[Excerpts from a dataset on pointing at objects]
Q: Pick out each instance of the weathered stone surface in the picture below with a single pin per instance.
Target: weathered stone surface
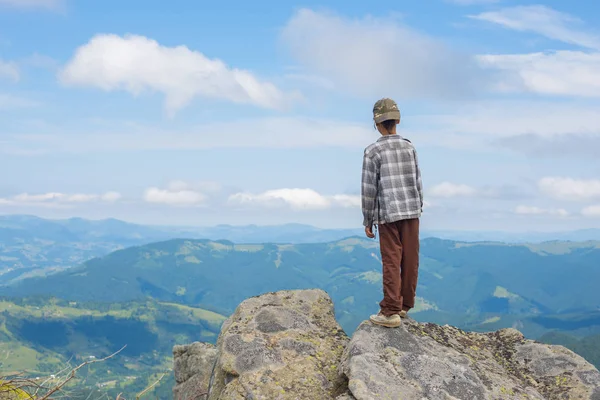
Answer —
(284, 345)
(193, 366)
(426, 361)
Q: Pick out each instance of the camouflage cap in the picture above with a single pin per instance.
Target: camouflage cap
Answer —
(385, 109)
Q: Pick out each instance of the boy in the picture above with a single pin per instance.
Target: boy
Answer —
(392, 199)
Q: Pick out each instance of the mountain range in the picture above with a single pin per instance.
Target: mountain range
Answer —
(480, 285)
(75, 288)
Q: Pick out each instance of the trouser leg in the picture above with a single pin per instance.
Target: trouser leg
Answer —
(391, 257)
(409, 237)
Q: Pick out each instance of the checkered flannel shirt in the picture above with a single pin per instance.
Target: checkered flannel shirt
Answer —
(392, 189)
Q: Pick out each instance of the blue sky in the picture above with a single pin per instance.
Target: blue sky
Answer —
(201, 113)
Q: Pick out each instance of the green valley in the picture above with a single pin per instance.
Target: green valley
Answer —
(43, 336)
(150, 297)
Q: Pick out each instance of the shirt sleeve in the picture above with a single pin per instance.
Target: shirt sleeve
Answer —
(419, 180)
(368, 190)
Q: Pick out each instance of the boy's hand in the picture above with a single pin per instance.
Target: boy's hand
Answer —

• **SHORT EXERCISE**:
Rewrite the records above as a Markdown table with two columns, Row and Line, giving each line its own numbered row and skipping blank lines. Leave the pictures out.

• **OUTPUT FOR THIS TASK**:
| Row | Line |
|---|---|
| 1 | Q: Pick out each instance of the weathered stone surface in the picture below with a single pin per instance. |
| 2 | Target: weathered stone surface |
| 3 | Answer — |
| 4 | (284, 345) |
| 5 | (193, 366) |
| 6 | (426, 361) |
| 7 | Q: Pick out each instance of the camouflage cap in the picture above with a single pin per instance. |
| 8 | Target: camouflage cap |
| 9 | Answer — |
| 10 | (385, 109) |
| 11 | Q: Pick out each instance of the boy in the picture above with a single pin per instance. |
| 12 | Target: boy |
| 13 | Answer — |
| 14 | (392, 199) |
| 15 | Q: Pick out each instance of the mountain range in the picture above with a single pin per instance. |
| 16 | Target: mountain range |
| 17 | Answer — |
| 18 | (480, 285) |
| 19 | (75, 288) |
| 20 | Q: Pick out each instance of the trouser leg in the picture above with a single pin per instance. |
| 21 | Target: trouser leg |
| 22 | Answer — |
| 23 | (391, 257) |
| 24 | (409, 237) |
| 25 | Q: Pick out each instance of the checkered flannel shirt in the picture above with a single pin per instance. |
| 26 | Target: checkered flannel shirt |
| 27 | Answer — |
| 28 | (392, 189) |
| 29 | Q: Pick out each instance of the blue sky in the picture above with a single pin per instance. |
| 30 | Target: blue sky |
| 31 | Answer — |
| 32 | (201, 113) |
| 33 | Q: Pick out each instance of the green valley in the picture above with a single pin per instance. |
| 34 | Target: green valley |
| 35 | Answer — |
| 36 | (43, 336) |
| 37 | (150, 297) |
| 38 | Q: Pick out each instance of the shirt sleeve in the picture above with a single pin per instance. |
| 39 | Target: shirt sleeve |
| 40 | Answer — |
| 41 | (419, 180) |
| 42 | (368, 190) |
| 43 | Q: Pick out each instance of the boy's hand in the picture above with a single pin per instance. |
| 44 | Target: boy's hand |
| 45 | Answer — |